##### LISTING
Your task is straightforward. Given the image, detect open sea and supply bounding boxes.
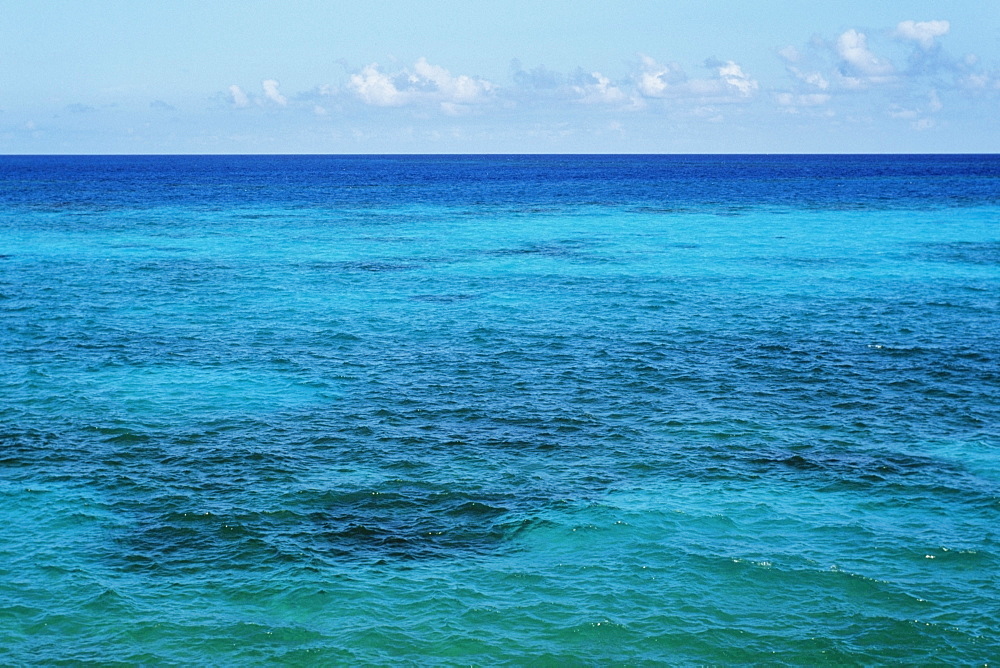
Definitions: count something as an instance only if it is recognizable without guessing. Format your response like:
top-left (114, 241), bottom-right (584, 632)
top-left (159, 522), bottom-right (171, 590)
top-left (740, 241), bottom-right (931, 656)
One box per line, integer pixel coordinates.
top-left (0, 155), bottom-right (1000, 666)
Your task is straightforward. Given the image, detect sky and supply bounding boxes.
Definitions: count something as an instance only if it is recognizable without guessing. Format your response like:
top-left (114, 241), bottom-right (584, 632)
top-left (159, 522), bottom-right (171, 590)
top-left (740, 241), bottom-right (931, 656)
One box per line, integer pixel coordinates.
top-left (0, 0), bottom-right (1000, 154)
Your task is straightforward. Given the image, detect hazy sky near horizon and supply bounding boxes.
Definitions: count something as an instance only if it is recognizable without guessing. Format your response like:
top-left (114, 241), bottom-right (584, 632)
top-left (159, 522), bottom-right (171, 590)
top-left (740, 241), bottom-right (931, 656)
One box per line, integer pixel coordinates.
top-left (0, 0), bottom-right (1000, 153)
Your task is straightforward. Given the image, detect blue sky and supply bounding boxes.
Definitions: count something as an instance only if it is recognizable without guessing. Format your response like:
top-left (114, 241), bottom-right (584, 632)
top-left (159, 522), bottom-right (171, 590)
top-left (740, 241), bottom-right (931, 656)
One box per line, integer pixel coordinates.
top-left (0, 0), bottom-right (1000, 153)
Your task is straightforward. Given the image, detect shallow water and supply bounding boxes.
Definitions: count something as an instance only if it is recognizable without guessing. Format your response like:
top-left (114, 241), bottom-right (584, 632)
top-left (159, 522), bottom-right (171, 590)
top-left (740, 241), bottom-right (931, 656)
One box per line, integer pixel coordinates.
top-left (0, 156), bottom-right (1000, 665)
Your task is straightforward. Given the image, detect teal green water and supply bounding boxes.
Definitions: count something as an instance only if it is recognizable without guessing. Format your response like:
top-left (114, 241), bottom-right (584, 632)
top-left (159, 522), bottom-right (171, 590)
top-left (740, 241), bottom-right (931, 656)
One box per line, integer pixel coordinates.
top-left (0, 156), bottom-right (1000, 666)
##########
##### LISTING
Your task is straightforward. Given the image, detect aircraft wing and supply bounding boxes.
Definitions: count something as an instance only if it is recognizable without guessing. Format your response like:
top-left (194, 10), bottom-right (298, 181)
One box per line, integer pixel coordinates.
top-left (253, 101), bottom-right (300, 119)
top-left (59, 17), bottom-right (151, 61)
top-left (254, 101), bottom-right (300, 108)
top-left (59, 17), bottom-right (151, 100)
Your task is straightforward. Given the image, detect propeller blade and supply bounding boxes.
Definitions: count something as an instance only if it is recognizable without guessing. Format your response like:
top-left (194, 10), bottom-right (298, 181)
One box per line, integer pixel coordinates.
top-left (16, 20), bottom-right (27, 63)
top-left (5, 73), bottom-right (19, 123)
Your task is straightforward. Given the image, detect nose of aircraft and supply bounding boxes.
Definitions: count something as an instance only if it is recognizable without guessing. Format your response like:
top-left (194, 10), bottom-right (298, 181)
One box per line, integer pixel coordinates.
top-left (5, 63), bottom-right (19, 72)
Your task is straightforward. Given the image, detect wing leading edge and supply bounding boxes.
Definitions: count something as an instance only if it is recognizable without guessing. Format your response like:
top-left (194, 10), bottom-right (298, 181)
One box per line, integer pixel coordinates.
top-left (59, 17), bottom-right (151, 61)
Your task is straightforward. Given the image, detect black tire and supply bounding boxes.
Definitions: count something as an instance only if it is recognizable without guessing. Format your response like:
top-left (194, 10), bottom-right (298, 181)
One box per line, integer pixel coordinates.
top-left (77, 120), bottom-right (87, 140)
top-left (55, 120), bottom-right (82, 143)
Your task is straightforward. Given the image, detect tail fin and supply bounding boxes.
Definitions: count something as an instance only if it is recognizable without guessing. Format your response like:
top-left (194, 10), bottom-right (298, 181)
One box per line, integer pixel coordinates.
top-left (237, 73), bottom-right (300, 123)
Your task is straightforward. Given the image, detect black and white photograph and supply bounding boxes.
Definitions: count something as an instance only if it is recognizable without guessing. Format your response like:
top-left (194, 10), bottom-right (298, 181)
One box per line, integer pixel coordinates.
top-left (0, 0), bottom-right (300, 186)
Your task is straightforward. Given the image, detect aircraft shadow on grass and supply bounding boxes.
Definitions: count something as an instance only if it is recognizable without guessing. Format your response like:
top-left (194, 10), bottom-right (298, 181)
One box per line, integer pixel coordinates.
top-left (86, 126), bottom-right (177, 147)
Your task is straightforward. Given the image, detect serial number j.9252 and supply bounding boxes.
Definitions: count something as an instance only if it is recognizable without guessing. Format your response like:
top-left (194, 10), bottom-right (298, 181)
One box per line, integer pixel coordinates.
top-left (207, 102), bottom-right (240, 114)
##########
##### LISTING
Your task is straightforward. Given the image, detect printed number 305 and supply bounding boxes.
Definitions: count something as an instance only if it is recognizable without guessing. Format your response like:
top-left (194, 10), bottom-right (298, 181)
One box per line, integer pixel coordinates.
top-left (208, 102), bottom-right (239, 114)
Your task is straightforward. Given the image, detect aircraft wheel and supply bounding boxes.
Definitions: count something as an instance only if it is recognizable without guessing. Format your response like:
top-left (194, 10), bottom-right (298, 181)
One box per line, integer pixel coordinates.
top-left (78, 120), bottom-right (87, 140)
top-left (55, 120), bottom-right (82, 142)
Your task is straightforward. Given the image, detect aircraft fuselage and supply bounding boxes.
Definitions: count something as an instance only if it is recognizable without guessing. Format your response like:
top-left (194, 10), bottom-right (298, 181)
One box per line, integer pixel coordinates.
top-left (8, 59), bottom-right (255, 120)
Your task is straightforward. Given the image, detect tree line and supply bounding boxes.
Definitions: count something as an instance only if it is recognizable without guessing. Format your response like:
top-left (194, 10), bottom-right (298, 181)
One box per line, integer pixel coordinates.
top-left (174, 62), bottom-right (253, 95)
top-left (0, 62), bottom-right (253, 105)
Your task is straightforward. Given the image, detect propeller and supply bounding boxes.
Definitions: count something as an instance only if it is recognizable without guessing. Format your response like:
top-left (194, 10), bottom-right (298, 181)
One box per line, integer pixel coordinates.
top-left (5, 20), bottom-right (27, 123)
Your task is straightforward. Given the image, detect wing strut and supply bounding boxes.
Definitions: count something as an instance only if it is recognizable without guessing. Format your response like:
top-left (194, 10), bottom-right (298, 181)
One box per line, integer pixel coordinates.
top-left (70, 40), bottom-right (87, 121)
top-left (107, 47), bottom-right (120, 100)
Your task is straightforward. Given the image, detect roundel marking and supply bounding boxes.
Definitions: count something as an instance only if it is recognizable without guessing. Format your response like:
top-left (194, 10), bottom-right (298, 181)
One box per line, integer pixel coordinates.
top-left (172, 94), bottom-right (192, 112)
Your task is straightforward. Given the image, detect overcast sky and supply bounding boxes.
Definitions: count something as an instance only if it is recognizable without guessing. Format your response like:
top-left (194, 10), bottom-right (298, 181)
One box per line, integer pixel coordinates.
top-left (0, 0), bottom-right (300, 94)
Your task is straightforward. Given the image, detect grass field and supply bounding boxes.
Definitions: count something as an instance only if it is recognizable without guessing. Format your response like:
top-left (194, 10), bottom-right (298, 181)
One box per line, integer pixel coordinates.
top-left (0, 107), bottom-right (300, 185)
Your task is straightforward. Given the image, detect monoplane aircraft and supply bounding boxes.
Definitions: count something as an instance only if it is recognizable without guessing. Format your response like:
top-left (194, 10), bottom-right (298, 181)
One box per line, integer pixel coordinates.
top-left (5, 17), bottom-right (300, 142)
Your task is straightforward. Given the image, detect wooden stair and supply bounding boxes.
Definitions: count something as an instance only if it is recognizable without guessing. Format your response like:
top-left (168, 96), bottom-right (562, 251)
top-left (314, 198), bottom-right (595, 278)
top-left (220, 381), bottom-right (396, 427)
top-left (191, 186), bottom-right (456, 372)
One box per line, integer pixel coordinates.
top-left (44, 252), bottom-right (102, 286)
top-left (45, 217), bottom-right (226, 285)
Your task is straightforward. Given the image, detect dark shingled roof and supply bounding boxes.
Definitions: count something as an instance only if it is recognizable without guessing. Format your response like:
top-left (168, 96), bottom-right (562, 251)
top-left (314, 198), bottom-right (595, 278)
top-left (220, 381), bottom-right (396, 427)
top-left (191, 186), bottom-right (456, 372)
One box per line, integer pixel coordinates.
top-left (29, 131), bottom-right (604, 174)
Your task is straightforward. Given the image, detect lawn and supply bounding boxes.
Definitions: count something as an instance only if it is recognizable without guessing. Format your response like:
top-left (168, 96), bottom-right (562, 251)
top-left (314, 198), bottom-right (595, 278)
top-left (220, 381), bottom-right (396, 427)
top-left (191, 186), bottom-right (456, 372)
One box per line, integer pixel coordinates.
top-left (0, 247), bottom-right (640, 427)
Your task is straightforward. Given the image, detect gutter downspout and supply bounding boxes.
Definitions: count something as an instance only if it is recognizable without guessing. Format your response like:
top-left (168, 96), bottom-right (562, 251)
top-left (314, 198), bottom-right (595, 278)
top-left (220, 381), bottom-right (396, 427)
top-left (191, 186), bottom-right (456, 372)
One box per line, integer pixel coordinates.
##########
▸ WORK REQUIRED: Return the lines of the data above exactly, from the line containing "grass and supply bounding boxes." through the line containing "top-left (86, 126), bottom-right (177, 147)", with both of those lines included.

▸ SOLVED EXERCISE:
Your task is straightforward. Given the image, detect aircraft shadow on grass and supply bounding boxes.
Definitions: count something as an instance only if it is recognizable without guessing. Format your response like:
top-left (194, 10), bottom-right (298, 181)
One box per line, integer pixel coordinates.
top-left (86, 126), bottom-right (177, 147)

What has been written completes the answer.